Spatial annotation records
★ ★ ★ ★
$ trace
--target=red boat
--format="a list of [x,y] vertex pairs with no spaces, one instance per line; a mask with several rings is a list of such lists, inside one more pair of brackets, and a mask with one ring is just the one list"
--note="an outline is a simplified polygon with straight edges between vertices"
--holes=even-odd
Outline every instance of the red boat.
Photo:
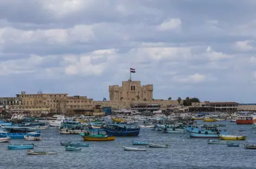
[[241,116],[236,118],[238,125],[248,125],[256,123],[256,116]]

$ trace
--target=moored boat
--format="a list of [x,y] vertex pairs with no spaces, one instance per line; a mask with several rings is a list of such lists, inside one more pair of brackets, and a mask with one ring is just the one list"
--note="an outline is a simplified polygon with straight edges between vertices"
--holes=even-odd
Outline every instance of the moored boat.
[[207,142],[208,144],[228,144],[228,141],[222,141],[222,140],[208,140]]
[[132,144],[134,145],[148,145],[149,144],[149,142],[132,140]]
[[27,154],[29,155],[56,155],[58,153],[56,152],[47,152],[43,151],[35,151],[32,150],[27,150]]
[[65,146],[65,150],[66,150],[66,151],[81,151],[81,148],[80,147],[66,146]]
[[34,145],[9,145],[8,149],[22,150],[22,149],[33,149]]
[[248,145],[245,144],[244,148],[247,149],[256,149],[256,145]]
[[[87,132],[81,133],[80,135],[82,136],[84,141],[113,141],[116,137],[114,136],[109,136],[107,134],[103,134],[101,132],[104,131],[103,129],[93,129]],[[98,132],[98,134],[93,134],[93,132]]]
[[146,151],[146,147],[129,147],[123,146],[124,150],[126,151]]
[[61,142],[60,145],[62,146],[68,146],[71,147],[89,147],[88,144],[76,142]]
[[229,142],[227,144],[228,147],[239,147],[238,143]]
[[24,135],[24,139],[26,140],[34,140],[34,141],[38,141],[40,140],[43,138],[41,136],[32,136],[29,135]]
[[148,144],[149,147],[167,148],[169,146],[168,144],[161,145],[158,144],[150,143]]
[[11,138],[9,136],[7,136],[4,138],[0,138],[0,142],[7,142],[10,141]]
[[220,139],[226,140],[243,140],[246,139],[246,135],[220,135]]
★ ★ ★ ★
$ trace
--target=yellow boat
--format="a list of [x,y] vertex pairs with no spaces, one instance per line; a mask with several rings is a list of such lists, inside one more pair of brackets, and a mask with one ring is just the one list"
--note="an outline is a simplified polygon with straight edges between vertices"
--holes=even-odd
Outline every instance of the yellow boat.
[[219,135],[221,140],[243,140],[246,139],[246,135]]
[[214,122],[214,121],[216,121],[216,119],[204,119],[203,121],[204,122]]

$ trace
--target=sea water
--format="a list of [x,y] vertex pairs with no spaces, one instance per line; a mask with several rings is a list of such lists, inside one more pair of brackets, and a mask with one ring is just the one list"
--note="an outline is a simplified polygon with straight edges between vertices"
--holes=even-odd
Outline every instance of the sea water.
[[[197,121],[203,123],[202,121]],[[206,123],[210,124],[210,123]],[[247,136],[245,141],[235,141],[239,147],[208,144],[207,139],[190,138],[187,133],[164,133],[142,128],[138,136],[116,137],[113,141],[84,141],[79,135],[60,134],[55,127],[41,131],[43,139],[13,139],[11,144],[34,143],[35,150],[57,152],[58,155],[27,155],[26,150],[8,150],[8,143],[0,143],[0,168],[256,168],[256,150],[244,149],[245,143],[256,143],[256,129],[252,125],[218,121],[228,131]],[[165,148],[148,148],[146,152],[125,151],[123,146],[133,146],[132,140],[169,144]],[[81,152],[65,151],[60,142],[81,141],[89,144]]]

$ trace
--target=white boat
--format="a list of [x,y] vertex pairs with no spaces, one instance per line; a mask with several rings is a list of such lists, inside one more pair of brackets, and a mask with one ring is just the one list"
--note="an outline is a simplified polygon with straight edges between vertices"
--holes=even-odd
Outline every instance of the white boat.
★ ★ ★ ★
*Aim of the task*
State how many lines of the data above contain the string "moored", matching case exactly, and give only the number.

*Solution*
2